▶ **Exercise**:
For the records below, print the lines from the line with "walkway in the picture." through the line with "water in the picture." exactly as written; include both end lines and exclude the rest.

▶ **Records for the exercise**:

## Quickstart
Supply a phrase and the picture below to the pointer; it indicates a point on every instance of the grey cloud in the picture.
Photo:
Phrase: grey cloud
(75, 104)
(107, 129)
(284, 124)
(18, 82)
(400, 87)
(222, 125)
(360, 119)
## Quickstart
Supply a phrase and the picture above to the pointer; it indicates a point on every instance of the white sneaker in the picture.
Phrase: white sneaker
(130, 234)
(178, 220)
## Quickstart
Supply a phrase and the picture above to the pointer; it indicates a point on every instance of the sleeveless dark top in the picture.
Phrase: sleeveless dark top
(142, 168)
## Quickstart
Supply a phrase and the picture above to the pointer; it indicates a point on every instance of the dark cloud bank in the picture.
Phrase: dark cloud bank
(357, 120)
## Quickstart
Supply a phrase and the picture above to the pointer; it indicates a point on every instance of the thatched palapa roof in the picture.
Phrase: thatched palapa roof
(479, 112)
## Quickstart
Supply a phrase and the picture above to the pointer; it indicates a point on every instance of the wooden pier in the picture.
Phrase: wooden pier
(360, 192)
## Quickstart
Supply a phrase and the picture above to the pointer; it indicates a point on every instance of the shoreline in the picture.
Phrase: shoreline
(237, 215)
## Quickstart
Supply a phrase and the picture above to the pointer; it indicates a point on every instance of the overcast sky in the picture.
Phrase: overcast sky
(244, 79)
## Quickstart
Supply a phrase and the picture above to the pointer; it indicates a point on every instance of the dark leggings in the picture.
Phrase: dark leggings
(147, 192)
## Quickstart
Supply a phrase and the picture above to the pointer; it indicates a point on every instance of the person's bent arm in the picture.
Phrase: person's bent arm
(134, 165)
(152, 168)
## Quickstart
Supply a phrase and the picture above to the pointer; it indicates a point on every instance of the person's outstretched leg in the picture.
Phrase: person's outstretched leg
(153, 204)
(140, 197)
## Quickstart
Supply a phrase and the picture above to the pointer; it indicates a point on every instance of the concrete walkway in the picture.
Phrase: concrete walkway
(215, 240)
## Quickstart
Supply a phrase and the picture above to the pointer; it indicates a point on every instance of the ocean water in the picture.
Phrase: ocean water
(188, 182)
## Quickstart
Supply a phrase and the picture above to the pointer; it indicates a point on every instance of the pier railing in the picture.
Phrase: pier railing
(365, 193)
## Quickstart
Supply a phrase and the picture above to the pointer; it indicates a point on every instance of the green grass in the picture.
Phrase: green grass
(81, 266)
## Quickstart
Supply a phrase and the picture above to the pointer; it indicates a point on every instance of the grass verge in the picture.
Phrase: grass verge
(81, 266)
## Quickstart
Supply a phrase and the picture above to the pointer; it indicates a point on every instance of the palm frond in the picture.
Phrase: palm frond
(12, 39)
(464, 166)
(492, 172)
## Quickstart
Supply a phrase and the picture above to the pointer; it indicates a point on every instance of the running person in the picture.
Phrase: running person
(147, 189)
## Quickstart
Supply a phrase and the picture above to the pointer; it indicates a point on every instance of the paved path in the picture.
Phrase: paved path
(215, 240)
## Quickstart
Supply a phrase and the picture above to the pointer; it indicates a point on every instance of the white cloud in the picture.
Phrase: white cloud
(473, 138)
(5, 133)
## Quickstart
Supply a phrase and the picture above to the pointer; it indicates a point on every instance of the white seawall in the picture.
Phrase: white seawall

▶ **Solution to the problem**:
Supply a phrase and the picture above to the pointer; it indicates a point on every instance of the concrete walkway in the picture.
Phrase: concrete walkway
(215, 240)
## Quickstart
Supply a phrase and the picture above to the pointer; it indicates a point on every instance of the ocean water in the picture.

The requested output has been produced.